**Exercise instructions**
• 1. In the vehicle interface disclosure, what does the occupant monitor determine in the first embodiment?
• 2. Reproduce the vehicle interface disclosure between "As the number" and "voice recognition system.", inclusive.

**Page extract**
━━━━━━━━

This disclosure generally relates to a human machine interface system for a vehicle, and more particularly relates to using an occupant monitor to determine a body orientation or gaze direction to help interpret a voice command.
As the number of devices or features in a vehicle that can be controlled with voice commands increases, it can become difficult for a voice recognition system to determine to which device or feature an occupant issued voice command is directed. One strategy is to have a rigorous voice command structure so the voice recognition system can follow a predetermined logic structure to interpret a voice command. However, the operator may have trouble remembering a complicated voice command logic structure, and so voice commands may be misinterpreted and the operator may become frustrated and/or dissatisfied with the voice recognition system.
In accordance with one embodiment, a human machine interface (HMI) system for a vehicle is provided. The system includes a plurality of voice activated devices, and an occupant monitor. The occupant monitor is configured to determine gaze direction of an occupant of the vehicle. The system is configured to determine to which of the plurality of voice activated devices a voice command is directed based on the gaze direction.
In another embodiment, a method of operating a vehicle is provided. The method includes the step of determining a gaze direction of an occupant of a vehicle with an occupant monitor. The method also includes the step of determining to which of a plurality of voice activated devices a voice command is directed based the gaze direction.
Further features and advantages will appear more clearly on a reading of the following detailed description of the preferred embodiment, which is given by way of non-limiting example only and with reference to the accompanying drawings.

━━━━━━━━

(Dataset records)
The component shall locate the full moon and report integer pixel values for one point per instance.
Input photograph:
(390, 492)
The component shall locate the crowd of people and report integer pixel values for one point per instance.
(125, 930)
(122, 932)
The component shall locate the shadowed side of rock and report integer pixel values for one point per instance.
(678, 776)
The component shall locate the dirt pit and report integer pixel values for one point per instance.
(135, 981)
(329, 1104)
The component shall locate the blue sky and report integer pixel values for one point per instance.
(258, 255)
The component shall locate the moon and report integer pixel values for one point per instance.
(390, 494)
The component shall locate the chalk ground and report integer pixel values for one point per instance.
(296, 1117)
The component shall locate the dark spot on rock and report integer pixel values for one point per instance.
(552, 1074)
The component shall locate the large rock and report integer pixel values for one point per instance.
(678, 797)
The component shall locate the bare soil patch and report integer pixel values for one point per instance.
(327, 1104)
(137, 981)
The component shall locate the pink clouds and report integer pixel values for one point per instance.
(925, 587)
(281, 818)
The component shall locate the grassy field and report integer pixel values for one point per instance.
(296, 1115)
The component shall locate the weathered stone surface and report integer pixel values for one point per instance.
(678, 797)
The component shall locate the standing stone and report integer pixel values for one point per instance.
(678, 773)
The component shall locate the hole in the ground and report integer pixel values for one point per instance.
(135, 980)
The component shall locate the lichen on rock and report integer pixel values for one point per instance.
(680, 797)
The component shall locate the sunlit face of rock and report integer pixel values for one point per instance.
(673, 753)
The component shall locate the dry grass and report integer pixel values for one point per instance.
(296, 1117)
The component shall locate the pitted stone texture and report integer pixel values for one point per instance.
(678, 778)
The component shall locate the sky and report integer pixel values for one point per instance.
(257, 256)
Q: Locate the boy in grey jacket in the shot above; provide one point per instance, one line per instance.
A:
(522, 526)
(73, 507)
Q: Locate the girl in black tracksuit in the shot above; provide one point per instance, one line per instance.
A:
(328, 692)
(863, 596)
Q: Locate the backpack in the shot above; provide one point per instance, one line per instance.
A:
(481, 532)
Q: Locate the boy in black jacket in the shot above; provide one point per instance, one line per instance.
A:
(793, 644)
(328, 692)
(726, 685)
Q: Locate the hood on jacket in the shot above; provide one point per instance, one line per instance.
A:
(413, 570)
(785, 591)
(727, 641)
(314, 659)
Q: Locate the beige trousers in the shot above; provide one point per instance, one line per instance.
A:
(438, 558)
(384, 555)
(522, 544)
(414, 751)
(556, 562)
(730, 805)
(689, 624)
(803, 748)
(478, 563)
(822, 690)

━━━━━━━━

**Task-by-task results**
• 1. It determines the gaze direction of an occupant of the vehicle.

• 2.
As the number of devices or features in a vehicle that can be controlled with voice commands increases, it can become difficult for a voice recognition system to determine to which device or feature an occupant issued voice command is directed. One strategy is to have a rigorous voice command structure so the voice recognition system can follow a predetermined logic structure to interpret a voice command. However, the operator may have trouble remembering a complicated voice command logic structure, and so voice commands may be misinterpreted and the operator may become frustrated and/or dissatisfied with the voice recognition system.